**Task directions:** Copy every line of the data below word for word, with no changes.

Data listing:
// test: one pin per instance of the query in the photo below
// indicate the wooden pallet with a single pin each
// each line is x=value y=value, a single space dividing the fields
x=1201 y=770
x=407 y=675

**Answer for this exercise:**
// test: one pin per instance of the query in the photo below
// indicate the wooden pallet with a single pin each
// each line is x=value y=value, a single space dividing the fields
x=1201 y=770
x=407 y=675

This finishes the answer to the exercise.